It is ok to be sad when butcher time comes but I explain that we have loved and cared for this animal. They have had a great life on our farm and we can't keep everyone over the winter. I do let the kids have one poultry that is theirs and that animal won't be butchered. Right now those poultry are the silkies they take to the fair.


I have a hard time with butcher time. The way it has gotten easier is taking the birds to the butcher and not being a part of that process. Although that being said I am glad I had my dad show me how to do it if the need arises.

I think we all have a harder time when a bird dies suddenly.
 
I was worried about it as well. My children both love animals and I told them from Day 1 that the extra roosters were going to be dinner. We even named them Dinner 1, Dinner 2, etc.

When it came time to butcher the chickens, they weren't bothered by it in the least. I think it bothered DH and I more than it did them. You certainly gain a new appreciation for it when you have to kill it yourself.

■ ■ ■ ■ ■

GIVEN EXERCISE 1
Answer these questions about the text on butchering farm poultry:
(a) Which poultry do the kids keep that will not be butchered?
(b) According to the writer who has a hard time with butcher time, what has made it easier?
(c) What names were given to the extra roosters?
GIVEN EXERCISE 2
Resume the text on butchering farm poultry after its final sentence and continue it.

■ ■ ■ ■ ■

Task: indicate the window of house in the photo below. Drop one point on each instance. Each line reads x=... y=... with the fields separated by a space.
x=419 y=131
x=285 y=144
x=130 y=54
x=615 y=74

■ ■ ■ ■ ■

RESULT 1
(a) The silkies they take to the fair.
(b) Taking the birds to the butcher and not being a part of that process.
(c) Dinner 1, Dinner 2, and so on.

RESULT 2
 
I agree, I worried about it. A lot. In fact, telling the kids about chicken coming from chicken the first time was so weird. Those two looked at me like I was crazy. They just couldn't believe that the happy little things in the yard were the same thing as I was serving for dinner. My son(4) said that's not a chicken it doesn't have feathers on it, that's chicken you eat. We had a nasty cockerel who particulary didn't like my son so I told the kids we were getting rid of big boy. He looked at me and said can we eat him? I said that's exactly how we were going to get rid of him. I took them to daycare and processed him. When my kids got home that day my son stood in the middle of the yard and said where's big boy I don't see him... You didn't eat him without us did you? My daughter (3) was sad for a bout 5 minutes. I didn't share the details, just said I had to get him ready to cook. When my son asked if I killed him I said yes. He seemed to take it all in stride. I felt I had to tell him I didn't enjoy killing him and I was sad he was dead, but he had a good life and he was just too nasty to everyone so I did what I thought was best.

My daughter has a fascination with eggs and them turning into babies. For a while she got upset when I cracked eggs to cook with, but now its all a part of our daily lives.

Honest and age appropriate explanations are the way to go, I think.
 
There's a couple things we do. As a general rule we frequently talk about our food in terms of wear it comes from:

"What's for dinner?"
"Dead cow."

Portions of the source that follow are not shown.